Copy out every item below word for word, leaving out the pictures.

# Data entries
⁂

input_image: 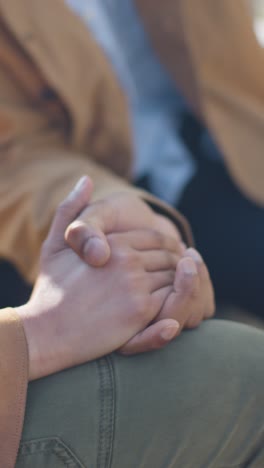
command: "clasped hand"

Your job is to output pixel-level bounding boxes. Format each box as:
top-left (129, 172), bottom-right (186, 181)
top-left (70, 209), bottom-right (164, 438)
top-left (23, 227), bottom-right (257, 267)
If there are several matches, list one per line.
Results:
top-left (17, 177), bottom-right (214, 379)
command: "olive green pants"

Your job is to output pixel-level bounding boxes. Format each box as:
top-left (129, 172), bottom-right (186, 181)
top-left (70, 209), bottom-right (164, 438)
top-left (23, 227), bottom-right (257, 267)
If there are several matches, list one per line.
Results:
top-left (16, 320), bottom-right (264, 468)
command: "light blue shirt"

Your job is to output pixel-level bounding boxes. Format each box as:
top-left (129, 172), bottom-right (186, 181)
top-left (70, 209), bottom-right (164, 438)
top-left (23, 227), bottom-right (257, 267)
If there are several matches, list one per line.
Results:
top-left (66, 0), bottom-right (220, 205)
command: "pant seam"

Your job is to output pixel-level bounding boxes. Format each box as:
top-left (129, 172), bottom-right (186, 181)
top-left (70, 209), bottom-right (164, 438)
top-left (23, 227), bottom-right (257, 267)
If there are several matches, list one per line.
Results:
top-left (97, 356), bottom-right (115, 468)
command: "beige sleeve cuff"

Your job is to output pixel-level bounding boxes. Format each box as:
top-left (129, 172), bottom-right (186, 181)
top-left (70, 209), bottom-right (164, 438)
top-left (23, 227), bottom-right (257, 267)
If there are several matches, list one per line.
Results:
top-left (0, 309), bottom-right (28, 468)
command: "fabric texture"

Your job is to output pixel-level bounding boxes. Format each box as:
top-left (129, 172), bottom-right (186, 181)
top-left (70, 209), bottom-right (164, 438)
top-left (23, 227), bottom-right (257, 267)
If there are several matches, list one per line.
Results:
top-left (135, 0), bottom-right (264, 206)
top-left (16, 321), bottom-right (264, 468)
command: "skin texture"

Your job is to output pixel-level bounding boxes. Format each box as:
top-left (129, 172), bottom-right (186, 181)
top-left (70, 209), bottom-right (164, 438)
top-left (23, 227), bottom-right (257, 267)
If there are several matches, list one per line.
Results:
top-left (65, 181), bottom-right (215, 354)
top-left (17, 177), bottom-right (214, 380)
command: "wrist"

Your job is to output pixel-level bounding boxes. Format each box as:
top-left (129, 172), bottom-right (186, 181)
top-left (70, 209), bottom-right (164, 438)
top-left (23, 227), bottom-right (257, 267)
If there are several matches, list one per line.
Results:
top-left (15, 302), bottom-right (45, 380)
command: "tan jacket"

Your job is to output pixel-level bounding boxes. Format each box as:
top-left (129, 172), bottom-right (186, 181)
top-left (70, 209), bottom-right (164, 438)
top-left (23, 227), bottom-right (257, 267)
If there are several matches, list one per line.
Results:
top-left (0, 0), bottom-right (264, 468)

⁂

# Response
input_image: 
command: "clasped hand"

Your job is to output pixel-level bounding boxes. Format each box as:
top-left (129, 172), bottom-right (186, 181)
top-left (70, 209), bottom-right (164, 438)
top-left (23, 227), bottom-right (257, 267)
If there are several matches, list one per line.
Results:
top-left (17, 177), bottom-right (214, 379)
command: "olive green pants"

Your job is to output pixel-level bounding boxes. Format each box as:
top-left (129, 172), bottom-right (186, 181)
top-left (70, 209), bottom-right (164, 438)
top-left (23, 227), bottom-right (257, 267)
If there are several matches, list one per line.
Results:
top-left (16, 320), bottom-right (264, 468)
command: "light blue shirt"

Your job is to output pixel-level bounding boxes. Format each box as:
top-left (129, 172), bottom-right (186, 181)
top-left (70, 209), bottom-right (164, 438)
top-left (23, 227), bottom-right (257, 267)
If there are several matches, list one per line.
Results:
top-left (66, 0), bottom-right (220, 205)
command: "pant seam"

Your job is to output pixel-level bounding boxes. Format each box as:
top-left (129, 172), bottom-right (186, 181)
top-left (70, 209), bottom-right (164, 438)
top-left (23, 227), bottom-right (257, 267)
If there are several matches, list one per line.
Results:
top-left (97, 356), bottom-right (115, 468)
command: "beige sleeve cuff"

Your job is to output pixel-level bounding boxes. Format each box as:
top-left (129, 172), bottom-right (186, 181)
top-left (70, 209), bottom-right (164, 438)
top-left (23, 227), bottom-right (257, 267)
If there are several matches, list one per line.
Results:
top-left (0, 309), bottom-right (28, 468)
command: "fabric texture"

Your job is to output pixel-level bounding boxes. Format each box as:
top-left (129, 172), bottom-right (186, 181)
top-left (70, 209), bottom-right (164, 438)
top-left (23, 227), bottom-right (257, 267)
If there are several matches, list one per line.
Results:
top-left (135, 0), bottom-right (264, 206)
top-left (16, 321), bottom-right (264, 468)
command: "skin texture"

Your job is to output pixel-level bounding boxes. Format each box as:
top-left (129, 172), bottom-right (186, 181)
top-left (70, 209), bottom-right (164, 438)
top-left (23, 227), bottom-right (257, 267)
If there are several matches, list one per line.
Results:
top-left (65, 181), bottom-right (215, 354)
top-left (17, 177), bottom-right (214, 380)
command: "wrist"

Your job is to output pixel-level bounding boxes. Format each box as:
top-left (129, 172), bottom-right (186, 181)
top-left (70, 209), bottom-right (164, 438)
top-left (23, 227), bottom-right (257, 267)
If there are several matches, list one per line.
Results:
top-left (15, 302), bottom-right (45, 380)
command: "tan jacket"

Your job is to output pixel-level bounding boxes. Format each box as:
top-left (129, 172), bottom-right (186, 181)
top-left (70, 209), bottom-right (164, 438)
top-left (23, 227), bottom-right (257, 267)
If there are several matches, list one per line.
Results:
top-left (0, 0), bottom-right (264, 468)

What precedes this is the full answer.